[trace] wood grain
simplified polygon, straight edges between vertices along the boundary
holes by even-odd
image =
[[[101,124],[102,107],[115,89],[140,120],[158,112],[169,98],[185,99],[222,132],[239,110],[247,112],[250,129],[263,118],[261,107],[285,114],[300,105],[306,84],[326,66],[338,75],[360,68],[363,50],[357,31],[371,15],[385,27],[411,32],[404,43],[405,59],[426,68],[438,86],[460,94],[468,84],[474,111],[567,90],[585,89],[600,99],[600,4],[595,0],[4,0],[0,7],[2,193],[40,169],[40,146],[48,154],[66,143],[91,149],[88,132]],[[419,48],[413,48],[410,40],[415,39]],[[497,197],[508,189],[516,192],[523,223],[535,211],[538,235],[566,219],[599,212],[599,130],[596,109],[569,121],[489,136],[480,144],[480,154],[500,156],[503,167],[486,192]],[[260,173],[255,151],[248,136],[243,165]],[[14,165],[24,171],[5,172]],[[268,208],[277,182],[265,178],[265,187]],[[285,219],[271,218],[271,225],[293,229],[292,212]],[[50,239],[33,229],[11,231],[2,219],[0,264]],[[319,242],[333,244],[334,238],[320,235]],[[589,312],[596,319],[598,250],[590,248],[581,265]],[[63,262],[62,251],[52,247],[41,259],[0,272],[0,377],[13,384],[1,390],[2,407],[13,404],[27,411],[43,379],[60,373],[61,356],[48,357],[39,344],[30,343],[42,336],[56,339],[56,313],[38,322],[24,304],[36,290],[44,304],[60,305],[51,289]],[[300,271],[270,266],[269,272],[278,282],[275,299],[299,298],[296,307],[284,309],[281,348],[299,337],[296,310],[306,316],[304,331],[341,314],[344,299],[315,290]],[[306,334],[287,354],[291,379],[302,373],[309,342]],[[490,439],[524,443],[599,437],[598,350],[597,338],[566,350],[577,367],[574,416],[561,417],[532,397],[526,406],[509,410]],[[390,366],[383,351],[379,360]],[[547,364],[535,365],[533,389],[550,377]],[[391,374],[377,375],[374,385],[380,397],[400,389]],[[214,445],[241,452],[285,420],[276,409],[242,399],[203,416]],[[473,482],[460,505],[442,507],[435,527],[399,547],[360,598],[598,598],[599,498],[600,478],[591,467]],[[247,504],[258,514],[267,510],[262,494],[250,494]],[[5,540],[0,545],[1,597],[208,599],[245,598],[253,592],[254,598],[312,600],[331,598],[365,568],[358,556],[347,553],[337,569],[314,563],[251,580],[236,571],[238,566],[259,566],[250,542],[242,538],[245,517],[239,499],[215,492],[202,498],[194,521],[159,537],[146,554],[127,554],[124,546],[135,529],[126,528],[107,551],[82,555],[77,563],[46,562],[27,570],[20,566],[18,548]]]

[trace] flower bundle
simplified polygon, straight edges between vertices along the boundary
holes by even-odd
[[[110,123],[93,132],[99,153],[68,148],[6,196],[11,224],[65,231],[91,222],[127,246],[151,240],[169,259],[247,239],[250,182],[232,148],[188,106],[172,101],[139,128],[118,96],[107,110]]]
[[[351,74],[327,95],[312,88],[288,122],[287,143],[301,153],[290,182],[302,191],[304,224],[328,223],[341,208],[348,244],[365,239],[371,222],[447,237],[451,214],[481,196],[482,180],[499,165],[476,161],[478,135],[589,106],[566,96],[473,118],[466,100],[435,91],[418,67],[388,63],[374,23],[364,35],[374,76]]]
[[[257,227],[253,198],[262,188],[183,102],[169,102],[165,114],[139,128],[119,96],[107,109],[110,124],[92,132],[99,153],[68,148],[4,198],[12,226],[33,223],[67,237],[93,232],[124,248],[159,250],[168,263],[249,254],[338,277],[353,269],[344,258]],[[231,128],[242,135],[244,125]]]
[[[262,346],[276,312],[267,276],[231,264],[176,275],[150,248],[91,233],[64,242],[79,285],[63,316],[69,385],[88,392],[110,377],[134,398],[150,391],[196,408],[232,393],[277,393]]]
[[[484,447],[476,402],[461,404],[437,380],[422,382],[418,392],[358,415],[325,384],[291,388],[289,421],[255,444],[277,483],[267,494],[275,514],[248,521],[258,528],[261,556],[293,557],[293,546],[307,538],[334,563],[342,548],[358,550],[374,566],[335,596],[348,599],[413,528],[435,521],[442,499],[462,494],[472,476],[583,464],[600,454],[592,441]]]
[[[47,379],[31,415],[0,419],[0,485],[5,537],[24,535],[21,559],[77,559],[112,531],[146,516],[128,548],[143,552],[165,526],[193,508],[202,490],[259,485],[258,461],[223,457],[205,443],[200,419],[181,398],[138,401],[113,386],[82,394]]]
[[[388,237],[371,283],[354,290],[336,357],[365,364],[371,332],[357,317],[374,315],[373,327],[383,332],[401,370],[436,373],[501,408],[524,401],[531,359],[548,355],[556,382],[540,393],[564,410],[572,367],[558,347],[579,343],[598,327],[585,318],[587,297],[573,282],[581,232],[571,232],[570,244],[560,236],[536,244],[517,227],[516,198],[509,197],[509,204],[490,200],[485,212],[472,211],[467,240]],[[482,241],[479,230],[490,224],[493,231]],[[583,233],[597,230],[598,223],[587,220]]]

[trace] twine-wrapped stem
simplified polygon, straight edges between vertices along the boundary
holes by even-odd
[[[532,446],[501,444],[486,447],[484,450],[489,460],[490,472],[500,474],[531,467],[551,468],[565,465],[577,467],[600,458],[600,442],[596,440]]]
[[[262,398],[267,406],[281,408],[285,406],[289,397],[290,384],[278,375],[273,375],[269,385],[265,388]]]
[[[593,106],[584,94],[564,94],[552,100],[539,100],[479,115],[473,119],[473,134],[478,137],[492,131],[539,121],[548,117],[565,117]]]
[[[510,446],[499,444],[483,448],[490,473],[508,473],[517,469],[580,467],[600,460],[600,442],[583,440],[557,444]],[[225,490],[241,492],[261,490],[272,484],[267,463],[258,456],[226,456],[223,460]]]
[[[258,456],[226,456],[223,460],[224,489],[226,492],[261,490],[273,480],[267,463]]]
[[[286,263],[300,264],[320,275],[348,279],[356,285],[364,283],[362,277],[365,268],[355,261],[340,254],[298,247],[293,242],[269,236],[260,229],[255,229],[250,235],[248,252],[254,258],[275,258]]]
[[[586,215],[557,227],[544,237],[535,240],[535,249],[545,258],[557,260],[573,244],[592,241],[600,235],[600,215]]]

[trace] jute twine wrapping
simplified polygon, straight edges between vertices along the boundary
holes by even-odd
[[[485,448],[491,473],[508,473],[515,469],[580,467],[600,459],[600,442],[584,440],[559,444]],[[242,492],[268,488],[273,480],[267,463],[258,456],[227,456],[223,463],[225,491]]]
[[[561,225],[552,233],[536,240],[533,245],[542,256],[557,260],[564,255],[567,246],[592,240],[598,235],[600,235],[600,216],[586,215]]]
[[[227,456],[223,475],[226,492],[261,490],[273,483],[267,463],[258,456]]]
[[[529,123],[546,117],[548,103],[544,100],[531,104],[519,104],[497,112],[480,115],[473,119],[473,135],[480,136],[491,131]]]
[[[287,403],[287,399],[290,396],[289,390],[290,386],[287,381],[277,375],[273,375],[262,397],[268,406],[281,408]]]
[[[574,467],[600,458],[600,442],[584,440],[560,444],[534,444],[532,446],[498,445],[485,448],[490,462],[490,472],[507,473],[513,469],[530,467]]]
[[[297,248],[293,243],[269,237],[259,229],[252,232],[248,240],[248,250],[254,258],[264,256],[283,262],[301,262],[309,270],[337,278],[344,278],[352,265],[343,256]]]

* * *

## EXERCISE DETAILS
Please transcribe every entry above exactly as it appears.

## COMPLETED TASK
[trace] wood grain
simplified polygon, straight edges between vertices along the boundary
holes by even-odd
image =
[[[101,124],[102,107],[115,89],[140,120],[158,112],[169,98],[185,99],[222,132],[239,110],[247,112],[250,129],[263,118],[261,107],[285,114],[300,105],[306,84],[326,66],[338,75],[360,68],[363,50],[357,31],[371,15],[385,27],[411,32],[404,43],[405,59],[426,68],[438,86],[460,94],[468,84],[474,111],[567,90],[585,89],[600,99],[600,4],[595,0],[4,0],[0,7],[2,193],[40,169],[40,146],[48,154],[66,143],[91,149],[88,132]],[[419,48],[413,48],[410,40],[415,39]],[[497,197],[508,189],[516,192],[523,223],[535,211],[538,235],[566,219],[599,212],[599,130],[596,109],[569,121],[489,136],[480,144],[480,154],[500,156],[503,167],[486,192]],[[260,173],[255,151],[248,136],[243,165]],[[14,165],[24,171],[5,172]],[[268,208],[277,182],[265,178],[265,187]],[[285,219],[271,218],[271,225],[293,229],[292,212]],[[50,239],[33,229],[11,231],[2,219],[0,264]],[[319,242],[333,244],[334,238],[320,235]],[[589,312],[596,319],[598,250],[590,248],[581,265]],[[63,262],[62,251],[52,247],[41,259],[0,272],[0,377],[13,384],[1,390],[2,407],[13,404],[27,411],[43,379],[60,373],[61,356],[48,357],[39,344],[30,343],[42,336],[56,339],[56,313],[38,322],[24,304],[36,290],[44,304],[60,305],[51,289]],[[300,271],[270,266],[269,272],[278,282],[275,299],[299,298],[296,307],[284,309],[281,348],[299,337],[296,310],[306,316],[304,331],[341,314],[344,299],[315,290]],[[306,334],[287,354],[291,379],[302,373],[309,342]],[[490,439],[524,443],[599,437],[598,350],[597,338],[566,350],[577,367],[574,416],[561,417],[532,397],[526,406],[509,410]],[[390,366],[383,351],[379,360]],[[547,364],[535,365],[533,389],[550,377]],[[391,374],[377,375],[374,385],[380,397],[400,389]],[[214,445],[241,452],[285,420],[276,409],[242,399],[203,416]],[[473,482],[460,505],[442,507],[435,527],[399,547],[360,598],[598,598],[599,498],[600,478],[591,467]],[[247,504],[258,514],[267,510],[262,494],[250,494]],[[5,540],[0,545],[1,597],[208,599],[245,598],[253,592],[254,598],[312,600],[331,598],[365,568],[358,556],[347,553],[337,569],[314,563],[251,580],[236,571],[238,566],[259,566],[250,542],[242,538],[245,517],[239,499],[215,492],[202,498],[194,521],[159,537],[146,554],[127,554],[124,546],[135,529],[126,528],[107,551],[82,555],[77,563],[46,562],[27,570],[20,566],[18,548]]]

[trace] flower bundle
simplified polygon, straight edges between vertices along the boundary
holes by even-odd
[[[110,123],[93,132],[99,153],[68,148],[6,196],[11,224],[65,231],[91,222],[127,246],[151,240],[169,259],[247,239],[250,182],[232,148],[188,106],[172,101],[139,128],[118,96],[107,110]]]
[[[351,74],[327,95],[312,88],[288,122],[287,143],[301,153],[290,182],[302,191],[304,224],[328,223],[341,208],[348,244],[365,239],[371,222],[447,237],[451,214],[481,196],[482,180],[499,165],[476,161],[478,135],[589,106],[566,96],[473,118],[466,100],[435,91],[418,67],[388,63],[374,23],[364,35],[374,76]]]
[[[257,227],[253,198],[262,188],[183,102],[169,102],[165,114],[139,128],[119,96],[107,109],[110,124],[92,132],[99,153],[68,148],[4,198],[12,226],[33,223],[67,237],[93,232],[124,248],[159,250],[168,263],[249,254],[338,277],[353,269],[344,258]],[[231,128],[242,135],[244,125]]]
[[[262,346],[276,312],[267,276],[231,264],[176,275],[150,248],[91,233],[64,242],[79,285],[63,316],[69,385],[88,392],[110,377],[134,398],[150,391],[196,408],[232,393],[277,393]]]
[[[484,447],[476,402],[461,404],[437,380],[422,382],[418,392],[358,415],[325,384],[291,388],[289,421],[255,444],[277,483],[267,494],[275,514],[248,521],[258,528],[261,556],[293,557],[293,546],[307,538],[334,563],[342,548],[358,550],[374,566],[335,596],[348,599],[413,528],[435,521],[442,499],[462,494],[472,476],[583,464],[600,454],[592,441]]]
[[[47,379],[31,415],[0,419],[0,485],[5,537],[24,535],[21,559],[77,559],[112,531],[146,516],[128,548],[143,552],[165,526],[193,508],[202,490],[259,485],[258,461],[223,457],[205,443],[200,419],[181,398],[138,401],[113,386],[82,394]]]
[[[388,237],[371,283],[354,290],[336,357],[365,364],[371,332],[357,317],[374,315],[373,327],[383,332],[401,370],[436,373],[501,408],[524,401],[531,359],[548,355],[556,382],[540,393],[564,410],[572,367],[558,347],[579,343],[598,327],[585,318],[587,297],[573,282],[581,232],[571,232],[570,244],[560,236],[536,244],[517,227],[516,198],[509,197],[509,204],[490,200],[485,212],[472,211],[467,240]],[[482,241],[479,230],[490,224],[493,231]],[[583,233],[597,230],[598,223],[587,220]]]

[trace] twine-wrapped stem
simplified polygon, straight edges between vertices along the boundary
holes by even-odd
[[[532,446],[501,444],[486,447],[484,450],[489,460],[490,472],[500,474],[531,467],[551,468],[565,465],[577,467],[600,458],[600,442],[596,440]]]
[[[262,398],[267,406],[281,408],[285,406],[289,397],[290,384],[278,375],[273,375],[269,385],[265,388]]]
[[[593,106],[584,94],[564,94],[552,100],[539,100],[479,115],[473,119],[473,134],[478,137],[492,131],[539,121],[548,117],[565,117]]]
[[[510,446],[499,444],[483,448],[490,473],[508,473],[517,469],[580,467],[600,460],[600,442],[583,440],[557,444]],[[225,490],[241,492],[261,490],[272,484],[267,463],[258,456],[226,456],[223,460]]]
[[[258,456],[226,456],[223,460],[224,489],[226,492],[261,490],[273,480],[267,463]]]
[[[286,263],[300,264],[320,275],[348,279],[356,285],[364,283],[362,277],[365,268],[355,261],[340,254],[298,247],[293,242],[269,236],[260,229],[255,229],[250,235],[248,252],[254,258],[275,258]]]
[[[586,215],[557,227],[544,237],[535,240],[535,249],[545,258],[557,260],[573,244],[592,241],[600,235],[600,215]]]

[trace] jute twine wrapping
simplified polygon, straight edges between vertices along the boundary
holes by even-odd
[[[485,448],[491,473],[508,473],[515,469],[580,467],[600,459],[600,442],[584,440],[559,444]],[[242,492],[268,488],[273,480],[267,463],[258,456],[227,456],[223,463],[225,491]]]
[[[561,225],[552,233],[536,240],[533,245],[542,256],[557,260],[564,255],[567,246],[592,240],[598,235],[600,235],[600,216],[586,215]]]
[[[227,456],[223,475],[226,492],[261,490],[273,483],[267,463],[258,456]]]
[[[529,123],[546,117],[548,103],[544,100],[531,104],[519,104],[497,112],[480,115],[473,119],[473,135],[480,136],[491,131]]]
[[[287,403],[287,399],[290,396],[289,390],[290,386],[287,381],[277,375],[273,375],[262,397],[268,406],[281,408]]]
[[[574,467],[600,458],[600,442],[584,440],[560,444],[534,444],[532,446],[498,445],[485,448],[490,462],[490,472],[507,473],[513,469],[530,467]]]
[[[297,248],[293,243],[269,237],[259,229],[252,232],[248,240],[248,250],[254,258],[264,256],[283,262],[301,262],[309,270],[337,278],[344,278],[352,265],[343,256]]]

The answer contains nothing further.